*Document passage*

[Start]

Notice the special case with N. Usually lipmaa links in linear logs have 1 "previous" link and 0 or 1 "skiplink". But in this case we didn't have any msg with count exactly equal to 12 (and when N is published, it knows that none of the msgs preceding it had a count = 12), so N had to take up the role of both "skiplink 12" and "skiplink 13".

I think this could work! It might create a few redundant skiplinks sometimes, but it still allows us to delete the past, without losing verification.


Testing out this approach, here is what happens if I want to replicate [I, ∞]. Black msgs are cert pool. Blue messages are "actual content" msgs.

graph RL
I-->H-->F & G
F & G-->E-->D
D-->C & B
B & C-->A
I-->E-->A
J-->I & H
K-->J
L-->J
M-->J
N-->K & L & M
O-->N
N-->I & E
P-->N
linkStyle 10 stroke:#f00,stroke-width:3;
linkStyle 11 stroke:#f00,stroke-width:3;
linkStyle 21,22 stroke:#f00,stroke-width:3;
linkStyle 0,1,2,3,4,5,6,7,8,9,13 stroke:#0002,stroke-width:3;

A[A 0]:::rib
B[B 1]:::defaultw
C[C 1]:::defaultw
D[D 3]:::defaultw
E[E 4]:::rib
F[F 5]:::defaultw
G[G 5]:::defaultw
H[H 7]:::defaultw
I[I 8]
J[J 9]
K[K 10]
L[L 10]
M[M 10]
N[N 13]
O[O 14]
P[P 14]

classDef default fill:#6df,stroke:#fff0,color:#000
classDef defaultw fill:#6df2,stroke:#fff0,color:#0002
classDef rib fill:#000,stroke:#fff0,color:#fff
AljoschaMeyer commented 1 year ago

Any particular reason why you use the count of older (logically) messages rather than the depth (length of a longest path from the message to the root)? A fairly simple alternative scheme would be to have each message of depth d include the hashes of all known messages of depth d - 1 and of all known messages of depth f(n), where f is the function for computing skiplinks in your favorite binary linking scheme.

I'm not buying into the concept of anchors, but this scheme works regardless of whether you have them or not.

staltz commented 1 year ago

Count: strawman!

Using graph depth is a pretty sweet idea! I'll explore that tomorrow.

Anchors: they were implicitly dropped as soon as I started describing Lipmaa Tangles.

[End]

*Supplied information*
[Start]

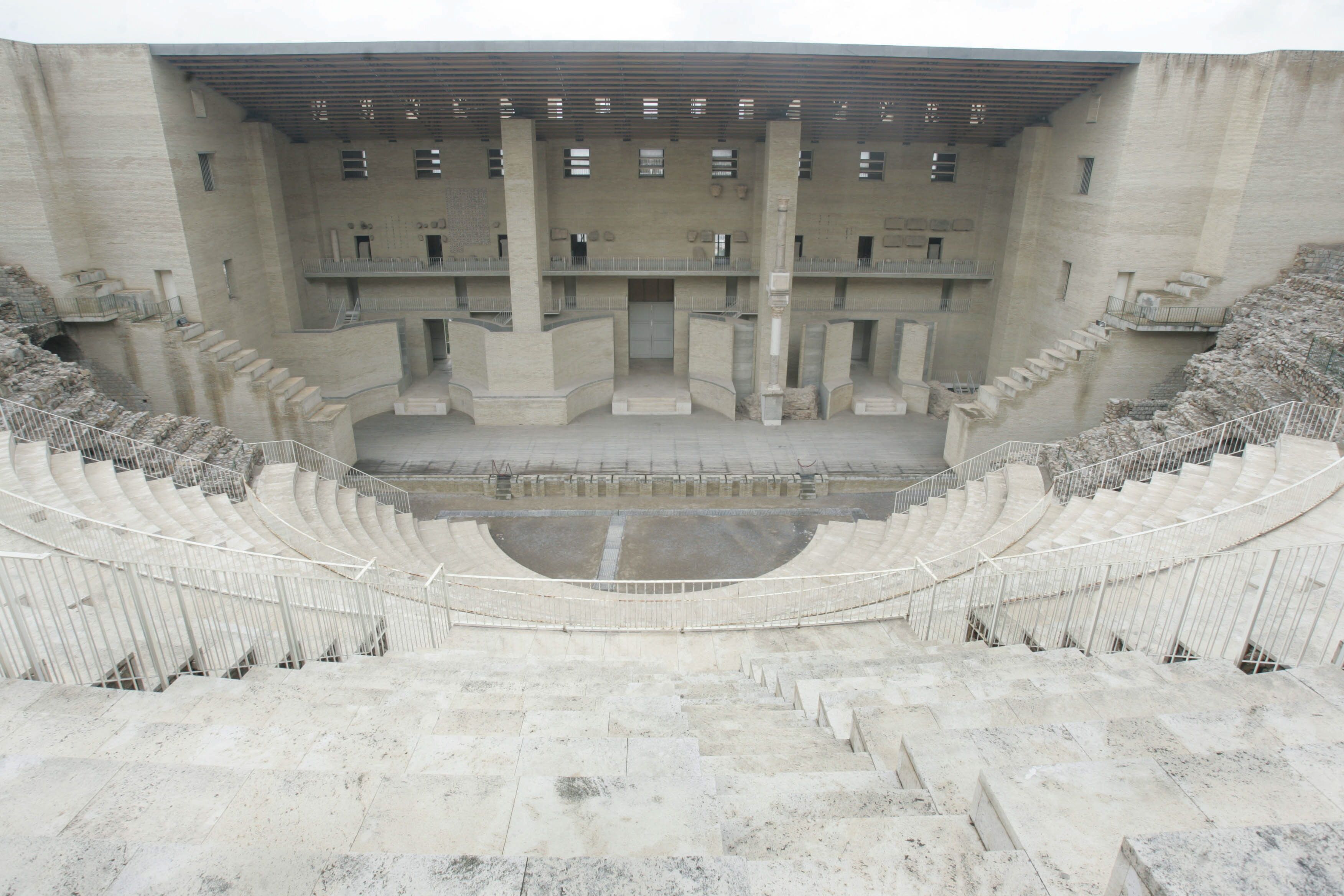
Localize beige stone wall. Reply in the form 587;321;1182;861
274;321;410;422
944;331;1212;465
547;316;614;390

[End]

*Given instruction*
Rewrite the passage of the skiplink discussion starting with "I'm not buying" and going on through "describing Lipmaa Tangles.", putting "message depth" in place of "graph depth".

*Exercise solution*
I'm not buying into the concept of anchors, but this scheme works regardless of whether you have them or not.

staltz commented 1 year ago

Count: strawman!

Using message depth is a pretty sweet idea! I'll explore that tomorrow.

Anchors: they were implicitly dropped as soon as I started describing Lipmaa Tangles.